* [Required action]
Please write out all of the entries without altering anything.

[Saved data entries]
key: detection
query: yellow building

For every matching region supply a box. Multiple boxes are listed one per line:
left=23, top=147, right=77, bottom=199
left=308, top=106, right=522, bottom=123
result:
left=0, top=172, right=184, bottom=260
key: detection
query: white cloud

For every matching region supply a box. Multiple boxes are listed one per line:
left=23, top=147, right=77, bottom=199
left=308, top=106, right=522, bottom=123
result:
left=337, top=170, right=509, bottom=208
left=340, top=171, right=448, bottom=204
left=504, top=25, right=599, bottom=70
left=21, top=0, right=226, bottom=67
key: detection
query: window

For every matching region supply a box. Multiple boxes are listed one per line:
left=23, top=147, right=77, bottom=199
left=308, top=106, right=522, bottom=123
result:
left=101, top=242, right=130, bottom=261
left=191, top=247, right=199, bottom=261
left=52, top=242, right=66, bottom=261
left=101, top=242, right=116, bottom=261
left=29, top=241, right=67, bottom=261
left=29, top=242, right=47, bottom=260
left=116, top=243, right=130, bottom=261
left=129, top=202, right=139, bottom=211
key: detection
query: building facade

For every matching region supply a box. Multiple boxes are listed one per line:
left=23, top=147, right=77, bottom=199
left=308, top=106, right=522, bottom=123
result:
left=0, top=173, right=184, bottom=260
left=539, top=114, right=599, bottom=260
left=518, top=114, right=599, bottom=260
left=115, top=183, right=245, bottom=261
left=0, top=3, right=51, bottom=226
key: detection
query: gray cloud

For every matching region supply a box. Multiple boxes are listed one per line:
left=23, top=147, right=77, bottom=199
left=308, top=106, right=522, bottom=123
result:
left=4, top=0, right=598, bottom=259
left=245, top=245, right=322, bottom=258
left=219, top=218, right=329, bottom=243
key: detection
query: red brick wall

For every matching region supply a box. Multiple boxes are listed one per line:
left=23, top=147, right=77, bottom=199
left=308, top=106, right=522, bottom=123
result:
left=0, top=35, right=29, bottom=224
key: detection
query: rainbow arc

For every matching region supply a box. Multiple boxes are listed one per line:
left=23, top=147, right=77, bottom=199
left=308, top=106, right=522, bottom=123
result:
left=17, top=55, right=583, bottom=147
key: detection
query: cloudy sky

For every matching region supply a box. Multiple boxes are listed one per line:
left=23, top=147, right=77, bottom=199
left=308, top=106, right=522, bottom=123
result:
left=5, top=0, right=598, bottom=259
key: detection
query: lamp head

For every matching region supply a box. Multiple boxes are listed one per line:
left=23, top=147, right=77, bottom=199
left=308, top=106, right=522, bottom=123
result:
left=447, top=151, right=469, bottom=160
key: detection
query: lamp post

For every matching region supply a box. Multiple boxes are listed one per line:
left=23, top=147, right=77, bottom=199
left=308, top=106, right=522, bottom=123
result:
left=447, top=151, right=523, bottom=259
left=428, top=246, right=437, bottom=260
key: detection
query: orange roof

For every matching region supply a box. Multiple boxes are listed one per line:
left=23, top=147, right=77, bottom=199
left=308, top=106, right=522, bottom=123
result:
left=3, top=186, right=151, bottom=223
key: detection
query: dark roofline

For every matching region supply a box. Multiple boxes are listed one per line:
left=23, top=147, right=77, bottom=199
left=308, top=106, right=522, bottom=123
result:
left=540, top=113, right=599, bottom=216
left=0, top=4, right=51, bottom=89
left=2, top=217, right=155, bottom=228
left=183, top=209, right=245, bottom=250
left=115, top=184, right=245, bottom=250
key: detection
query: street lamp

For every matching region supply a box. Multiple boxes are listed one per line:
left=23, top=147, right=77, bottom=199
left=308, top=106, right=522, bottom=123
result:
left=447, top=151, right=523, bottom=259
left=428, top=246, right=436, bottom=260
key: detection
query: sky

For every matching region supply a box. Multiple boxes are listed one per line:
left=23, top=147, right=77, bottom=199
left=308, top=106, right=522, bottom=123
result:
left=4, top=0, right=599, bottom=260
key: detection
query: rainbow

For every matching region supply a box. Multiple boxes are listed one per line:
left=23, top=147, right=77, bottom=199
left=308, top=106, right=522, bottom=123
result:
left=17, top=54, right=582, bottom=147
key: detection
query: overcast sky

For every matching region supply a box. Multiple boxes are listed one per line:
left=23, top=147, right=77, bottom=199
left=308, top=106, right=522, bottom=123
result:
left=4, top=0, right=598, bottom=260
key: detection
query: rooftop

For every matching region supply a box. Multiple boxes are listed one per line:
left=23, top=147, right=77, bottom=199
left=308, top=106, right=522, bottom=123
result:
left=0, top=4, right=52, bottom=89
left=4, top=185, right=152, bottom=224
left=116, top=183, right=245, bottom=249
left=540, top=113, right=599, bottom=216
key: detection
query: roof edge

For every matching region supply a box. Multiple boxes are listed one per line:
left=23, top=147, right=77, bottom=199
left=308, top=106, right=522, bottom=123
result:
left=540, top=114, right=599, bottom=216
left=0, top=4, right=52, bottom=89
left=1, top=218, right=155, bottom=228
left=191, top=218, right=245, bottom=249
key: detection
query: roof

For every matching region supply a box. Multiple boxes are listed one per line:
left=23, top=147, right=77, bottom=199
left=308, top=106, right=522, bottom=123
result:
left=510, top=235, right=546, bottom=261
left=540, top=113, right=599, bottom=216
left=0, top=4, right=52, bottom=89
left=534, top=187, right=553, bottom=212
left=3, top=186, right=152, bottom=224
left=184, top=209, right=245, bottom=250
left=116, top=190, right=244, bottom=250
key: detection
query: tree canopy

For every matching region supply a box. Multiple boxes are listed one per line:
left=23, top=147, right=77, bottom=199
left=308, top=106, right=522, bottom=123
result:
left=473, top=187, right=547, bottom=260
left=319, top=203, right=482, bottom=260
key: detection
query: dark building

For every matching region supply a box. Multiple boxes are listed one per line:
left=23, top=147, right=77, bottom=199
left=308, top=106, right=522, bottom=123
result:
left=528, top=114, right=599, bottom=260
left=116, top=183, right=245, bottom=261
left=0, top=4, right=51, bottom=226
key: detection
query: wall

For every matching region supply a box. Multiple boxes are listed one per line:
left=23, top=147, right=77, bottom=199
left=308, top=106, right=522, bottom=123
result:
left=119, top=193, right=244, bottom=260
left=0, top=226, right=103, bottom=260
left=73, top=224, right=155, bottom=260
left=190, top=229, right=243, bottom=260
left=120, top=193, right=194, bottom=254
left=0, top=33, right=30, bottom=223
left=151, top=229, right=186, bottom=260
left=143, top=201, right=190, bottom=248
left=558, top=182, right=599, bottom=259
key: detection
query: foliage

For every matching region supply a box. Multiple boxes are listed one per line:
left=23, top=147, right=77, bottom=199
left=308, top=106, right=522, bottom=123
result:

* [Answer to the exercise]
key: detection
query: yellow building

For every matching region supply a box. Multiple boxes are listed one per line:
left=23, top=147, right=77, bottom=199
left=308, top=106, right=522, bottom=123
result:
left=0, top=172, right=184, bottom=260
key: detection
query: white cloud

For every matching region supply a box. Multiple boxes are listed one per line:
left=23, top=147, right=77, bottom=199
left=308, top=106, right=522, bottom=123
result:
left=337, top=170, right=509, bottom=208
left=340, top=171, right=448, bottom=204
left=504, top=25, right=599, bottom=70
left=21, top=0, right=226, bottom=67
key: detection
query: window

For every matching region supply a box. Multiple boxes are listed one per line:
left=23, top=147, right=77, bottom=199
left=308, top=106, right=522, bottom=123
result:
left=101, top=242, right=130, bottom=261
left=191, top=247, right=199, bottom=261
left=52, top=242, right=66, bottom=261
left=101, top=242, right=116, bottom=261
left=29, top=241, right=67, bottom=261
left=29, top=242, right=47, bottom=260
left=116, top=243, right=130, bottom=261
left=129, top=202, right=139, bottom=211
key: detection
query: building facade

For every matching region supply a box. Multiple boxes are listed one per line:
left=23, top=147, right=77, bottom=199
left=308, top=106, right=522, bottom=123
result:
left=0, top=173, right=184, bottom=260
left=539, top=114, right=599, bottom=260
left=518, top=114, right=599, bottom=260
left=115, top=183, right=245, bottom=261
left=0, top=3, right=51, bottom=226
key: detection
query: gray cloud

For every matching region supply a box. Multiple boxes are listed one per line:
left=23, top=147, right=77, bottom=199
left=308, top=106, right=522, bottom=123
result:
left=4, top=0, right=598, bottom=259
left=245, top=245, right=322, bottom=258
left=219, top=218, right=329, bottom=243
key: detection
query: red brick wall

For every matching region supply a box. Multiple boxes are listed one per line:
left=23, top=147, right=77, bottom=199
left=308, top=106, right=522, bottom=123
result:
left=0, top=35, right=29, bottom=224
key: detection
query: rainbow arc

For every matching region supply a box. Multiple boxes are listed one per line:
left=23, top=147, right=77, bottom=199
left=308, top=106, right=522, bottom=123
result:
left=17, top=55, right=583, bottom=147
key: detection
query: cloudy sky

For every matching region supply a box. Multiple boxes are listed one per line:
left=23, top=147, right=77, bottom=199
left=308, top=106, right=522, bottom=123
result:
left=5, top=0, right=598, bottom=259
key: detection
query: lamp head

For every matching region supply a box. Multiple boxes are listed one per line:
left=23, top=147, right=77, bottom=199
left=308, top=106, right=522, bottom=123
result:
left=447, top=151, right=469, bottom=160
key: detection
query: lamp post

For every matching region supply a box. Multiple boxes are listed one per line:
left=23, top=147, right=77, bottom=199
left=308, top=106, right=522, bottom=123
result:
left=447, top=151, right=523, bottom=259
left=428, top=246, right=437, bottom=260
key: detection
query: orange roof

For every matching region supply a box. Multiple boxes are listed one per line:
left=23, top=147, right=77, bottom=199
left=308, top=106, right=522, bottom=123
result:
left=3, top=186, right=151, bottom=223
key: detection
query: dark roofline

For every matching region supply a box. Multiple boxes are listed one per line:
left=23, top=147, right=77, bottom=199
left=308, top=106, right=522, bottom=123
result:
left=540, top=113, right=599, bottom=216
left=0, top=4, right=51, bottom=89
left=2, top=217, right=155, bottom=228
left=183, top=209, right=245, bottom=250
left=115, top=184, right=245, bottom=250
key: detection
query: street lamp

For every matching region supply a box. Multiple boxes are listed one per line:
left=23, top=147, right=77, bottom=199
left=308, top=106, right=522, bottom=123
result:
left=447, top=151, right=523, bottom=259
left=428, top=246, right=436, bottom=260
key: detection
query: sky

For every matching region supply a box. Multiple boxes are listed one per line:
left=23, top=147, right=77, bottom=199
left=308, top=106, right=522, bottom=123
result:
left=4, top=0, right=599, bottom=260
key: detection
query: rainbow

For every matching region supply a box. Multiple boxes are listed one per line:
left=23, top=147, right=77, bottom=199
left=308, top=106, right=522, bottom=123
result:
left=17, top=54, right=582, bottom=147
key: detection
query: overcast sky

For every matching region supply a box. Multiple boxes are listed one per line:
left=23, top=147, right=77, bottom=199
left=308, top=106, right=522, bottom=123
result:
left=4, top=0, right=598, bottom=260
key: detection
query: rooftop

For every matching region supply a box. Multiple boxes are listed one per line:
left=23, top=147, right=77, bottom=199
left=308, top=106, right=522, bottom=123
result:
left=0, top=4, right=52, bottom=89
left=4, top=185, right=152, bottom=224
left=116, top=183, right=245, bottom=249
left=540, top=113, right=599, bottom=216
key: detection
query: roof edge

For every matching region supply a box. Multiple boxes are listed one per line:
left=23, top=147, right=77, bottom=199
left=308, top=106, right=522, bottom=123
result:
left=540, top=114, right=599, bottom=216
left=0, top=4, right=52, bottom=89
left=1, top=218, right=155, bottom=228
left=191, top=218, right=245, bottom=249
key: detection
query: roof

For every matching region supply a box. Multiple boxes are listed one per line:
left=23, top=147, right=77, bottom=199
left=308, top=106, right=522, bottom=123
result:
left=510, top=235, right=546, bottom=261
left=540, top=113, right=599, bottom=216
left=0, top=4, right=52, bottom=89
left=534, top=187, right=553, bottom=212
left=3, top=186, right=152, bottom=224
left=184, top=209, right=245, bottom=250
left=116, top=190, right=244, bottom=250
key: detection
query: tree canopy

For every matching region supply a box. Multiple boxes are listed one per line:
left=23, top=147, right=77, bottom=199
left=308, top=106, right=522, bottom=123
result:
left=473, top=187, right=547, bottom=260
left=319, top=203, right=482, bottom=260
key: detection
query: dark building

For every matching region supply a box. Multiple boxes are listed one per line:
left=23, top=147, right=77, bottom=199
left=308, top=106, right=522, bottom=123
result:
left=528, top=114, right=599, bottom=260
left=116, top=183, right=245, bottom=261
left=0, top=4, right=51, bottom=226
key: detection
query: wall

For every matching region supply a box. Multiple boxes are listed one per line:
left=23, top=147, right=77, bottom=199
left=308, top=106, right=522, bottom=123
result:
left=119, top=193, right=244, bottom=260
left=0, top=226, right=103, bottom=260
left=73, top=224, right=155, bottom=260
left=190, top=229, right=243, bottom=260
left=120, top=193, right=194, bottom=254
left=0, top=33, right=30, bottom=223
left=151, top=229, right=186, bottom=260
left=143, top=201, right=190, bottom=248
left=558, top=182, right=599, bottom=259
key: detection
query: foliage

For every matching region supply a box. Multiple boxes are listed one per line:
left=23, top=147, right=77, bottom=199
left=308, top=106, right=522, bottom=123
result:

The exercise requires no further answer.